* Page text:
>> BEGIN
Friday at the World Half Marathon Champs was the pre-race press conference. The press conference was in two parts. First up, were the IAAF executives (Nick Davies, the IAAF Communications director; Amadeo Francis, the IAAF VP; Istvan Gyulai, the IAAF General Secretary; plus a few Canadian officials). Second up were the athletes, heavy men's favorite (3 times Olympic and World Champs silver medallist at 10k on the track) Sileshi Sihine (picked by 58.2% of LetsRun.com viewers with no one else getting more 12%); 2 time Olympic, 1 time World 10k Gold Medallist Derartu Tulu; and the always strong Lornah Kiplagat of the Netherlands via Kenya.

The athletes part of the press conference as expected was not too exciting as most of their answers were clichés the day before the battle. On the women's side Tulu, Kiplagat, Susan Chepkemei of Kenya, and perhaps Constantina Tomescu of Romania on paper appear to be way better than the rest of the competition, so much of the discussion centered on whether Tulu and Kiplagat would try and push the pace for a fast time on this very flat loop course. Kiplagat and Tulu both said they were here to win whatever way possible. With chilly weather and rain expected do not expect a hot early pace.

On the men's side Sihine is the heavy favorite despite never having run a half marathon before. But his track credentials are incredible and if there ever was a course for a half marathon debut this is it, as it is a flat loop course. The word on the street is that the local organizing committee wanted to design a course that highlighted the city of Edmonton (which could be very hilly as the city is above a river bank) but the IAAF shot down that idea instead opting for a faster course. Thankfully, the IAAF is not in charge of planning the New York City Marathon course.  For more athlete quotes from the press conference click here.
>> END
* Work to do:
**a)** According to the World Half Marathon press conference report, who rejected the local organizing committee's plan for a course that highlighted the city of Edmonton?
**b)** In the World Half Marathon press conference report, reproduce word for word the stretch from "On the men's" through "conference click here.".
**c)** Resume the World Half Marathon press conference report, starting right after its last sentence.

* Recorded data:
>> BEGIN
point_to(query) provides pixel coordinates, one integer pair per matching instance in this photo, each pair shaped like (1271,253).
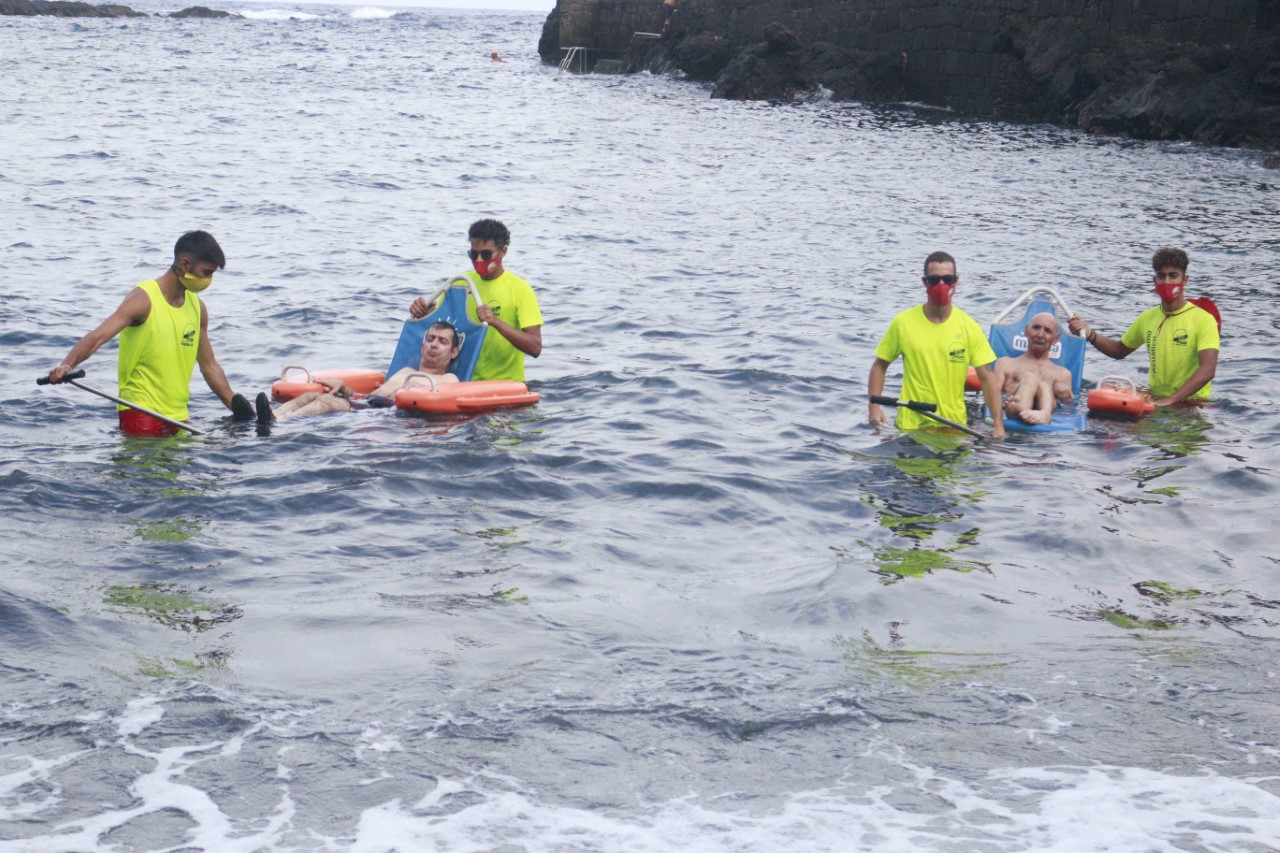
>> END
* The answers:
**a)** The IAAF rejected it.

**b)**
On the men's side Sihine is the heavy favorite despite never having run a half marathon before. But his track credentials are incredible and if there ever was a course for a half marathon debut this is it, as it is a flat loop course. The word on the street is that the local organizing committee wanted to design a course that highlighted the city of Edmonton (which could be very hilly as the city is above a river bank) but the IAAF shot down that idea instead opting for a faster course. Thankfully, the IAAF is not in charge of planning the New York City Marathon course.  For more athlete quotes from the press conference click here.

**c)**
Believe it or not the most interesting part of the press conference was the IAAF executives. First up, Mr. Gyulai was asked about Bernard Lagat now of the USA suing the IAAF over his EPO positive "A" sample getting leaked to the public. Ultimately, Lagat's "B" sample came back negative and Lagat was able to compete. In the meantime, however, the Kenyan Federation pulled him from the 2003 World Champs for fear of his results getting nullified if ultimately his "B" sample came back positive, Lagat missed some other key meets at the end of the 2003 season, and no doubt his reputation was damaged by the news of his "A" positive even if his "B" sample ultimately came back negative.

Mr. Gyulai's main point was that he did not see why the IAAF should be sued in the matter for all it did was notify the Kenyan Federation of Lagat's positive test as it is supposed to do according to protocol. It was the Kenyan Federation that leaked the news of Lagat's positive to the press, and who decided to pull Lagat from the World Champs according to Mr. Gyulai. Therefore the implication was Lagat's lawsuit if with anyone should be with the Kenyan Federation (but as many have pointed out the Kenyan Federation is cash strapped). For more on the Lagat story and Mr. Gyulai's comments you can read a British recount here.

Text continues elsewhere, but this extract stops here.